Your task is to write out exactly the lines from the line containing "Point out the airplane engine in this photo." through the end of the records, inclusive at both ends.
━━ Exercise inputs
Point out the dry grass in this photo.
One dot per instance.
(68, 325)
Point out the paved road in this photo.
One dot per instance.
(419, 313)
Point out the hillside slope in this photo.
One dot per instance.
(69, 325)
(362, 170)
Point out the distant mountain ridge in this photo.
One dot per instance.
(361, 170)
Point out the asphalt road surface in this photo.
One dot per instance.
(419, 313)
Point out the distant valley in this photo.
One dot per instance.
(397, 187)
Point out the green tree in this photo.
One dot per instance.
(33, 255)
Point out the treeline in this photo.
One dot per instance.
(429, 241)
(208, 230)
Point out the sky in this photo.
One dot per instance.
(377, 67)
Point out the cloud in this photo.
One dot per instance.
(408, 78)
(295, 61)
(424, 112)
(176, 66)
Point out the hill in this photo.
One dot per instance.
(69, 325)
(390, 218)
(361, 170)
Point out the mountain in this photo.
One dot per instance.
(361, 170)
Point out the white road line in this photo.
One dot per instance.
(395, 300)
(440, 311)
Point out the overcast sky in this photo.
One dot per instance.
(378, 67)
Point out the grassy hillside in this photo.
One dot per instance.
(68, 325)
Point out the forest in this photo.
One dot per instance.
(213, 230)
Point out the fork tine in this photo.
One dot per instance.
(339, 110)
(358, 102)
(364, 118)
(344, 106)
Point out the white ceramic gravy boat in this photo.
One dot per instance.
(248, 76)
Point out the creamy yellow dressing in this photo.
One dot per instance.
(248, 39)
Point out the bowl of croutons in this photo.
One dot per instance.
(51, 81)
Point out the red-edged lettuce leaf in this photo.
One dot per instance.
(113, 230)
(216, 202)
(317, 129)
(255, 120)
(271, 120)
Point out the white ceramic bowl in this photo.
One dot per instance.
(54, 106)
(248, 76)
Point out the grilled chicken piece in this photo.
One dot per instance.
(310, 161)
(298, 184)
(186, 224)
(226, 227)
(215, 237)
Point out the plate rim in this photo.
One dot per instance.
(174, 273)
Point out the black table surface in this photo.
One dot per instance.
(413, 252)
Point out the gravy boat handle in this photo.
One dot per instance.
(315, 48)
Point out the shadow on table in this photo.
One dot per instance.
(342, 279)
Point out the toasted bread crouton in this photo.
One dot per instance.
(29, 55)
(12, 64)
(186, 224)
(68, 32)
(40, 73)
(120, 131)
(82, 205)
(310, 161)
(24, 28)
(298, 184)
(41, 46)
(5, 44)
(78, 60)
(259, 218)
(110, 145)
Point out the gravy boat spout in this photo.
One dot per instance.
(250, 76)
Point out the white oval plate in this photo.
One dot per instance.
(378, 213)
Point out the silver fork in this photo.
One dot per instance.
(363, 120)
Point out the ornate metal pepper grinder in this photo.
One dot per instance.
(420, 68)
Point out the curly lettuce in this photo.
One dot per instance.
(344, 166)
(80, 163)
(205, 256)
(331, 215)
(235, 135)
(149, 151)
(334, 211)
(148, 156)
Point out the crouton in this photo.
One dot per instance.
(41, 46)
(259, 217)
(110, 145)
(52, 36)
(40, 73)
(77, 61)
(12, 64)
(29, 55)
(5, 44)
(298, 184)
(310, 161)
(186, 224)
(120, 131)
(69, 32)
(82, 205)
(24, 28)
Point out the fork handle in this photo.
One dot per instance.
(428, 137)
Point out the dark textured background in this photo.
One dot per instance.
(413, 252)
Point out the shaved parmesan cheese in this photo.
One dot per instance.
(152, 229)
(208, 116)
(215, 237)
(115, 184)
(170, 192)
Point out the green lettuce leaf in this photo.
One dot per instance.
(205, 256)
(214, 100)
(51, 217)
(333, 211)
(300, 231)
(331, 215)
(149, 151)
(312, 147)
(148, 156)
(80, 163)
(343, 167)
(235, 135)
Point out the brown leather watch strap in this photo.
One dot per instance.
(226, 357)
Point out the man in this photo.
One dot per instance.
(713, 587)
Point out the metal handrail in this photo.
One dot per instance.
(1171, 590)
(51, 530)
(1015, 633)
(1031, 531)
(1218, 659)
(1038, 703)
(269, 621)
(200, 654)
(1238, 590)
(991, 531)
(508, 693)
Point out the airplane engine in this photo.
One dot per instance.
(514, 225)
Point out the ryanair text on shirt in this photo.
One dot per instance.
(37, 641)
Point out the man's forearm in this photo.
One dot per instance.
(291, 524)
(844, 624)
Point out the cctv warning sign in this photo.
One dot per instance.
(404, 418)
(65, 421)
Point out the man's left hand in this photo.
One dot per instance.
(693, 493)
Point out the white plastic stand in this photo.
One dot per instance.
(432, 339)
━━━━
● **Problem solution**
Point out the airplane engine in this photo.
One dot per instance.
(514, 225)
Point out the ryanair text on shirt in this photo.
One dot per instance.
(37, 641)
Point out the man's forearm in this photo.
One dot per instance.
(291, 524)
(844, 624)
Point out the cctv warning sign in this photo.
One dot per instance.
(404, 418)
(65, 421)
Point out the man's left hand in this photo.
One dot per instance.
(693, 493)
Point out the white plastic stand in this photo.
One dot per instance.
(432, 339)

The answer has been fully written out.